▶ Extract to read
%%
It is Paris in the 1920s, that frothy heyday between the World Wars. Hidden among the opulent cabarets, cafes, and theaters, a mad scientist toils away in his own private hospital, illegally performing grotesque experimental head transplants and reanimations on bodies stolen from the morgue. Under the tutelage of the disembodied head of a former colleague, the madman is well on his way to presenting the first-ever human head transplant to the scientific community, thereby achieving professional glory and securing his legacy as the greatest scientific mind of his generation. However, when one of his test subjects escapes, he risks being exposed to the authorities as a deranged criminal, before he has a chance to prove that he is exceptional and above the law. Can he find her before she alerts the police? Can he replicate the experiment before his illegal laboratory of living heads is discovered? Will his staff remain loyal as the pressure to save themselves builds? For nearly a century, the answers to these questions have captured the imaginations of countless readers in author Alexander Belyaev's native Russia, where this bestselling novel has sold millions of copies, has been adapted into film, and has influenced a generation of science-fiction writers. This captivating story is now brought to readers of English in this smart new translation of
Professor Dowell's Head from writer Carl Engel.
Alexander Belyaev (1884-1942), known in his native country as "the Russian Jules Verne," stands as one of the giants of horror and science-fiction literature of the early Soviet era. He is the author of seventeen novels, of which
Professor Dowell's Head is both his first and most famous, and scores of short stories.
%%
▶ Brief A
According to the book description, how many novels did Alexander Belyaev write?
▶ Brief B
Copy out the stretch of the book description from "Alexander Belyaev (1884-1942), known" through "of short stories.", word for word.

▶ Source data
%%
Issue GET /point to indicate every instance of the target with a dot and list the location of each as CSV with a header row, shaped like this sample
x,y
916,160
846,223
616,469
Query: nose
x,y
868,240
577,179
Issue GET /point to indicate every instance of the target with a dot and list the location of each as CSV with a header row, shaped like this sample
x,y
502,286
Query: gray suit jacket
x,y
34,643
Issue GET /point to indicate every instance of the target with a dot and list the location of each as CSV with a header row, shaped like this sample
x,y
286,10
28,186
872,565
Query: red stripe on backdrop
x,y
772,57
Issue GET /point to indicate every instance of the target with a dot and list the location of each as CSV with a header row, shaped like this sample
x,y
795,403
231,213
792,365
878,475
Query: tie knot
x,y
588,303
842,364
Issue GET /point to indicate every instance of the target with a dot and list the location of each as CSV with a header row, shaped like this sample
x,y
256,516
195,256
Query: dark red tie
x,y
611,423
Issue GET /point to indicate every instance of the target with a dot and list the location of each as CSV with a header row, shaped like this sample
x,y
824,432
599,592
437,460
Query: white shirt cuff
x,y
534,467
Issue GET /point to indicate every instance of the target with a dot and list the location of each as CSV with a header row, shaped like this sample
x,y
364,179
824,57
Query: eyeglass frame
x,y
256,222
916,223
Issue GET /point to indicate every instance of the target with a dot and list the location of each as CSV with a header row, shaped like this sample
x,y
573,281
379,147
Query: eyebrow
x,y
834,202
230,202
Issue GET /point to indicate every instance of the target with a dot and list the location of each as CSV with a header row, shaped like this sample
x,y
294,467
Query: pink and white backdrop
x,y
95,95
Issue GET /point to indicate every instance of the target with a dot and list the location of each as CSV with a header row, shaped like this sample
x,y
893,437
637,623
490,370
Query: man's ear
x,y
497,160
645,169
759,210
%%
▶ Problem solution A
Seventeen.

▶ Problem solution B
Alexander Belyaev (1884-1942), known in his native country as "the Russian Jules Verne," stands as one of the giants of horror and science-fiction literature of the early Soviet era. He is the author of seventeen novels, of which
Professor Dowell's Head is both his first and most famous, and scores of short stories.